▸ GIVEN REQUEST
Update the records by changing each "set a dot on" to "place a marker on", keeping everything else the same.

>> Begin DATA SUPPLIED

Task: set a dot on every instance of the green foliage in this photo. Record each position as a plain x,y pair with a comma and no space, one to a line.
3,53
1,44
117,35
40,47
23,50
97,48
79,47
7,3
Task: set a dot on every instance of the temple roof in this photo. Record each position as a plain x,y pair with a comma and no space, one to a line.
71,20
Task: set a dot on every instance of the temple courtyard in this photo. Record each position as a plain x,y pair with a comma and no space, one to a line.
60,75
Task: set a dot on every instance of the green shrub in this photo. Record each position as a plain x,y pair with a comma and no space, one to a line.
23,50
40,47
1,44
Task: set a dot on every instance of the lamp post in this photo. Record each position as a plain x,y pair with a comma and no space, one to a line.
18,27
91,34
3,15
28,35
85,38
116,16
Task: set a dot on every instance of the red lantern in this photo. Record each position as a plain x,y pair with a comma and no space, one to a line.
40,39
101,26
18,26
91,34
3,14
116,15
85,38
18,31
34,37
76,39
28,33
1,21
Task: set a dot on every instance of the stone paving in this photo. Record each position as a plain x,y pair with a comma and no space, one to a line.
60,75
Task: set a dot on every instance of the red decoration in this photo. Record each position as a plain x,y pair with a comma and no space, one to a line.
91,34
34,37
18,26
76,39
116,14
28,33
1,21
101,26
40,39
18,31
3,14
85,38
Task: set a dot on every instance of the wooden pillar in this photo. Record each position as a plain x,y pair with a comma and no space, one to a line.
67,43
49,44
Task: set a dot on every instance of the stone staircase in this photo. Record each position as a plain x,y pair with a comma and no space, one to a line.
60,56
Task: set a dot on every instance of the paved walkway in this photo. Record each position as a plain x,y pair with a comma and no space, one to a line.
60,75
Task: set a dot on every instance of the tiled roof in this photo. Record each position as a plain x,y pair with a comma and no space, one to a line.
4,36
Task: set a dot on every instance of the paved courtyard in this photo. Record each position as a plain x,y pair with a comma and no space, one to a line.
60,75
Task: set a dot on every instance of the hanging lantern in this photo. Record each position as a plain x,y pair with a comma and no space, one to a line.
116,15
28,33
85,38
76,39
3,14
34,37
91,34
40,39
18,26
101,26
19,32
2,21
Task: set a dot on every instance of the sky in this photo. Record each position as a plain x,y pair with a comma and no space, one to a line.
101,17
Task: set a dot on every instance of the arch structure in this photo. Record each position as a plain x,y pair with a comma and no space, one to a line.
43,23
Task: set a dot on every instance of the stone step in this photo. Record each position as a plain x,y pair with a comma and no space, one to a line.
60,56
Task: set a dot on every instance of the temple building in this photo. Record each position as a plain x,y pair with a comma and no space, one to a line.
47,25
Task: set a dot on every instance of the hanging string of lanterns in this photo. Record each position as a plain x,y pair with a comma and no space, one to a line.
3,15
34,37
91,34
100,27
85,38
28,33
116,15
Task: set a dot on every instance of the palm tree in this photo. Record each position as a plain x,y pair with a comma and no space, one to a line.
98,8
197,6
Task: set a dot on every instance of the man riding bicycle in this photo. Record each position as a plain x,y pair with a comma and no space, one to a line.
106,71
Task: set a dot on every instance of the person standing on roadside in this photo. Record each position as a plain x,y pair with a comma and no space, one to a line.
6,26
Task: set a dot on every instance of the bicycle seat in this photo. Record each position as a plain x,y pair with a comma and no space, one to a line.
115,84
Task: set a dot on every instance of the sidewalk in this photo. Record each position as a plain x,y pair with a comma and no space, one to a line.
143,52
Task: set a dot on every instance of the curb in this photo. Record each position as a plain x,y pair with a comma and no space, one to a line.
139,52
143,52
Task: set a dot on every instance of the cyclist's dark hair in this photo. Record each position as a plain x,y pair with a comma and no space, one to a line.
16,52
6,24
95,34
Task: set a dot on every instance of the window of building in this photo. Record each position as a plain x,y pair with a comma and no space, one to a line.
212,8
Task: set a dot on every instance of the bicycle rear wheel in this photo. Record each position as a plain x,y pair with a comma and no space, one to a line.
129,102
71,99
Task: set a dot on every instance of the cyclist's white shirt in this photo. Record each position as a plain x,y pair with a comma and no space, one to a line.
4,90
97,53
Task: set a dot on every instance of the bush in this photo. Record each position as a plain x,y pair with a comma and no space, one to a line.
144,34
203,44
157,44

>> End DATA SUPPLIED

▸ EXERCISE OUTPUT
Task: place a marker on every instance of the green foliage in this photo. Record each position as a plain x,y pair with a comma and no space, one to a line.
3,53
1,44
117,35
40,47
23,50
97,48
79,47
7,3
Task: place a marker on every instance of the temple roof in this photo. Record each position as a plain x,y pair with a comma and no space, one to a line.
71,20
Task: place a marker on every instance of the temple courtyard in this photo. Record each position as a plain x,y pair with a comma and no space, one to a line.
60,75
Task: place a marker on every instance of the green shrub in this photo. Record each position as a plain x,y pair with a comma and no space, one to a line.
23,50
40,47
1,44
Task: place a marker on every instance of the lamp post in this photo. Record each position as a plain x,y pair with a comma and no space, one to a line.
18,27
91,34
3,15
28,35
85,38
116,16
Task: place a marker on every instance of the red lantern in this photo. Record each position as a plain x,y pair with a comma and no space, one to a line.
40,39
101,26
18,26
91,34
3,14
116,15
85,38
18,31
34,37
76,39
28,33
1,21
Task: place a marker on every instance of the stone paving in this photo. Record each position as a plain x,y pair with a comma and no space, one to a line.
60,75
Task: place a marker on every instance of the red decoration in this photo. Record each position as a plain x,y pair with a comma and no space, one to a line.
91,34
34,37
18,26
76,39
116,14
28,33
1,21
101,26
40,39
18,31
3,14
85,38
Task: place a marker on every instance of the wooden pillar in this photo. Record each position as a plain x,y pair with a comma and no space, one to a line.
67,43
49,44
Task: place a marker on every instance of the stone staircase in this photo. Record each position as a plain x,y pair with a comma and no space, one to a line.
60,56
Task: place a marker on every instance of the paved walkway in this photo. Record each position as a plain x,y pair with a comma and no space, one to a line.
60,75
Task: place a marker on every instance of the tiled roof in this photo. Record each position as a plain x,y pair with a comma and no space, one to a line.
4,36
Task: place a marker on every instance of the paved courtyard in this photo. Record each position as a plain x,y pair with a comma and no space, one to a line.
60,75
Task: place a marker on every instance of the hanging lantern in this photo. Record each position as a plain x,y pair with a comma and no space, one to a line.
116,15
28,33
85,38
76,39
3,14
34,37
91,34
40,39
18,26
101,26
19,32
2,21
Task: place a marker on every instance of the sky in this photo. Record each position as a plain x,y pair with a comma and no space, one to a line.
101,17
Task: place a marker on every instance of the arch structure in this photo. Record each position as a plain x,y pair with a comma and no space, one to a line.
43,23
Task: place a marker on every instance of the stone step in this photo. Record each position as a plain x,y pair with a comma and no space, one to a line.
60,56
Task: place a marker on every instance of the temple building in this photo. Record each position as a plain x,y pair with a comma and no space, one to a line.
47,25
Task: place a marker on every instance of the hanging string of lanterns in this photo. Record each position as a plain x,y pair with a comma and no space, one to a line.
3,15
34,37
91,34
100,27
85,38
28,33
116,15
Task: place a marker on every instance of the palm tree in this photo. Record each position as a plain x,y pair with a comma and no space, one to a line.
98,8
197,6
Task: place a marker on every instance of the man riding bicycle in this photo. Record each position as a plain x,y pair with a comma and no space, one to a line.
106,71
Task: place a marker on every instance of the person standing on roadside in this photo. Record each position as a plain x,y pair with a comma and no space, one to a line.
6,26
Task: place a marker on every instance of the bicycle seat in this photo. Record each position as a plain x,y pair with a comma and no space, one to a line.
115,84
Task: place a marker on every instance of the sidewalk in this photo. Record each position as a plain x,y pair with a comma and no space, one to a line.
143,52
Task: place a marker on every instance of the curb in this photo. Record each position as a plain x,y pair with a comma and no space, one to a line.
139,52
143,52
Task: place a marker on every instance of the cyclist's dark hair in this photo. Record each position as a plain x,y pair with a comma and no space, one to a line.
16,52
6,24
95,34
Task: place a marker on every instance of the window of building in this photo. Record each position as a plain x,y pair with a comma and no space, one to a line.
212,8
Task: place a marker on every instance of the bicycle rear wheel in this photo. Record each position as a plain x,y pair with a comma and no space, one to a line.
129,102
71,99
Task: place a marker on every instance of the cyclist's white shirt in this photo. Record each position as a plain x,y pair with a comma and no space, one to a line.
4,90
97,53
Task: place a marker on every instance of the bush in this photo. Record each position as a plain x,y pair with a comma and no space, one to a line.
144,34
203,44
157,44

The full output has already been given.